[Collection entries]
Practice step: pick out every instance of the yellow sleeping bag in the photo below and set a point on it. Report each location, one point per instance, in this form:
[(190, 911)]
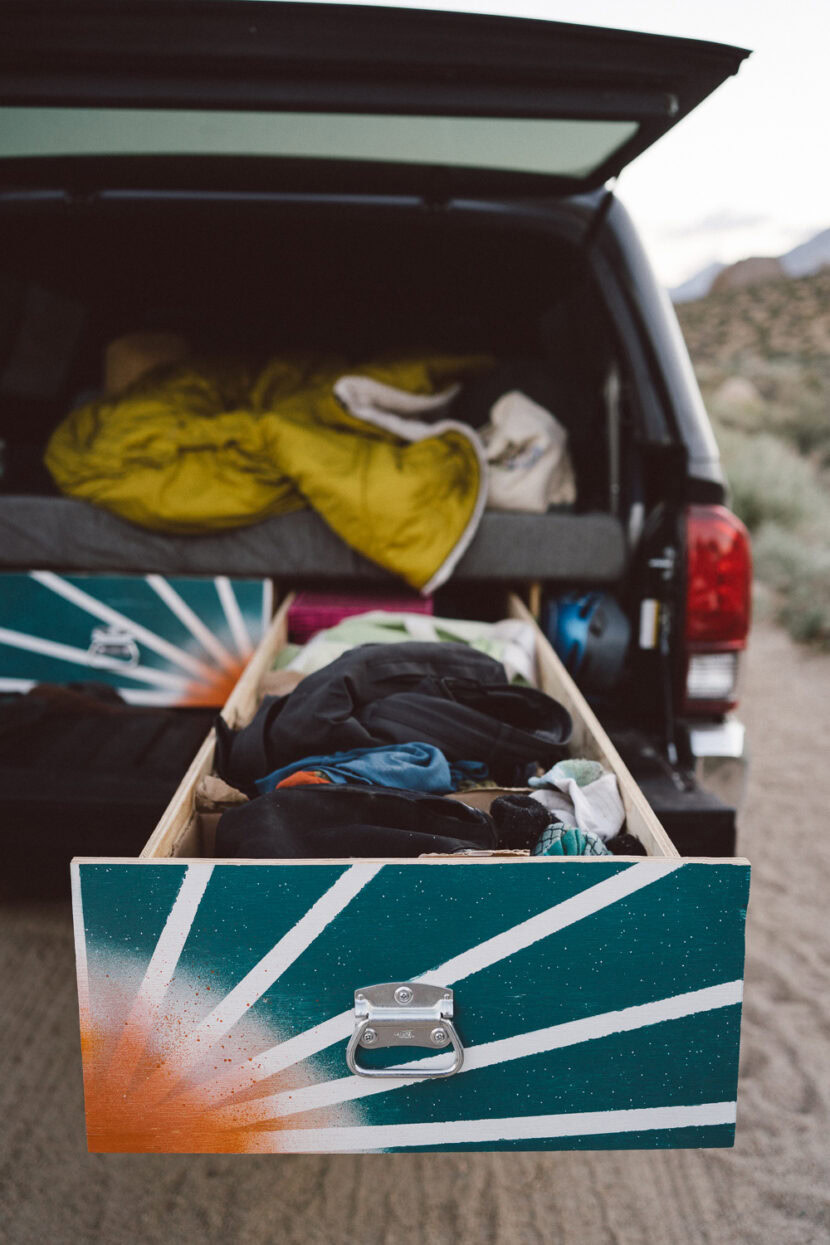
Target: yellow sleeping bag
[(208, 446)]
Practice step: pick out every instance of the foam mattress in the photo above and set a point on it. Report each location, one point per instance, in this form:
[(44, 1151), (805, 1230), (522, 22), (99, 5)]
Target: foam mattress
[(57, 533)]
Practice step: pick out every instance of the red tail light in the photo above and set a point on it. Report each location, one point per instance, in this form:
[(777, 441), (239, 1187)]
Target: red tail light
[(718, 595)]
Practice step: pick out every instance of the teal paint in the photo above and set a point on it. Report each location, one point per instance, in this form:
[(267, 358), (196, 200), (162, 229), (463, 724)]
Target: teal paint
[(678, 934), (42, 618)]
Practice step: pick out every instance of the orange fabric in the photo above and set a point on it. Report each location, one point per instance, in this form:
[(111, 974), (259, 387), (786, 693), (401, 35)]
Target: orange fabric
[(303, 778)]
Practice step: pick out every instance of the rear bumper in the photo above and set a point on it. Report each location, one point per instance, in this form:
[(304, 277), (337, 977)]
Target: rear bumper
[(721, 758)]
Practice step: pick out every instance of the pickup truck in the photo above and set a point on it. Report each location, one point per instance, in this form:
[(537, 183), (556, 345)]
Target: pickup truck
[(361, 181), (357, 181)]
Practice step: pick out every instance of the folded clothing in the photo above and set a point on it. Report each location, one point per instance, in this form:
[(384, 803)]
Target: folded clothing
[(413, 766), (311, 613), (210, 445), (510, 641), (519, 819), (446, 695), (342, 821), (579, 792), (569, 840)]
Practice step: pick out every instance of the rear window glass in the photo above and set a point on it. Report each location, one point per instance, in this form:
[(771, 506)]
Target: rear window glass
[(564, 147)]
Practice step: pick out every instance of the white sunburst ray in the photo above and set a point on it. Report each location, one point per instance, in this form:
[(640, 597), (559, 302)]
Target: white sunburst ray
[(480, 955), (493, 1132), (234, 616), (90, 604), (554, 1037), (198, 629), (235, 1004)]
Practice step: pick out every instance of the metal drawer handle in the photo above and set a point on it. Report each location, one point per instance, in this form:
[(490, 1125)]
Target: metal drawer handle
[(403, 1014)]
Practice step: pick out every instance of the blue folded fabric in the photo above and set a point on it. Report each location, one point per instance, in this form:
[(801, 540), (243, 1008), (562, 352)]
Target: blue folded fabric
[(412, 766)]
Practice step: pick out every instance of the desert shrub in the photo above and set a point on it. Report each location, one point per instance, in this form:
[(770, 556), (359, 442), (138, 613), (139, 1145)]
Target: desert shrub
[(797, 565), (769, 481)]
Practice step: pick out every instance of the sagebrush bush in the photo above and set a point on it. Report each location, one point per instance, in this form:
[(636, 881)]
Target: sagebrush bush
[(769, 481)]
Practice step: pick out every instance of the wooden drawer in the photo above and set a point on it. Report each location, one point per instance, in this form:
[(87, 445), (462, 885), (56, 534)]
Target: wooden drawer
[(597, 1001)]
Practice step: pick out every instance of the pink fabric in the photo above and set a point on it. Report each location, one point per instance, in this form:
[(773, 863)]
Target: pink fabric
[(315, 611)]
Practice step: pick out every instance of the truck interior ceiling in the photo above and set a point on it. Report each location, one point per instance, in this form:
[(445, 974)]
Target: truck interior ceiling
[(245, 277)]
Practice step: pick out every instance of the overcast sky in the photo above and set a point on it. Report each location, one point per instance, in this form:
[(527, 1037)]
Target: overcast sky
[(748, 173)]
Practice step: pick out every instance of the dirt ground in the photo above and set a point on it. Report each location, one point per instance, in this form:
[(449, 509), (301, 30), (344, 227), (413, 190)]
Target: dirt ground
[(773, 1188)]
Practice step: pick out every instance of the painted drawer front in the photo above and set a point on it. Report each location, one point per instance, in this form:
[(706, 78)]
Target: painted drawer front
[(158, 640), (597, 1002)]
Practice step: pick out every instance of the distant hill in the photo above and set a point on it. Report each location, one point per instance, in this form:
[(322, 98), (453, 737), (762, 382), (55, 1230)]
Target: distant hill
[(748, 272), (789, 316), (803, 260)]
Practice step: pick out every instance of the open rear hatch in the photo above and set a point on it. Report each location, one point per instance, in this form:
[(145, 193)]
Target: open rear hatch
[(489, 105)]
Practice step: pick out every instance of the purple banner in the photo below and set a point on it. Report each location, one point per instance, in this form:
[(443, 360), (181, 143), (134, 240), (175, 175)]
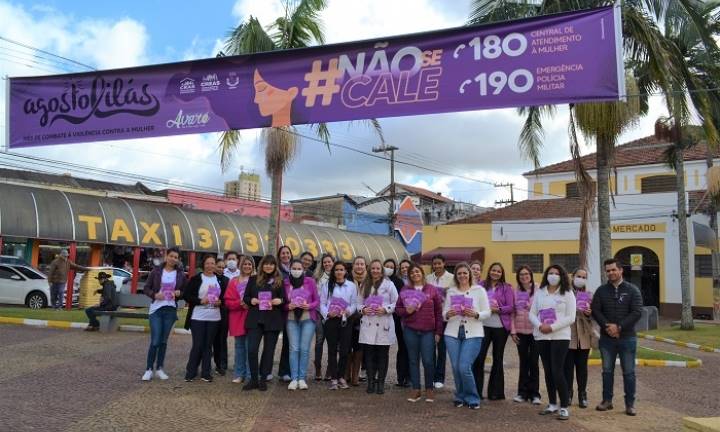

◆ **The task**:
Match on "below": copy every line in the records that has it.

◆ **Output of the task**:
Practice step: pick out every instance of the yellow sleeping bag in the photo below and set a point on it. Report each location, one point per instance, in this form:
Practice step: pick out every instance of the purple banner in the photo below and set a point on it. Report each location, one point per instance, in this form:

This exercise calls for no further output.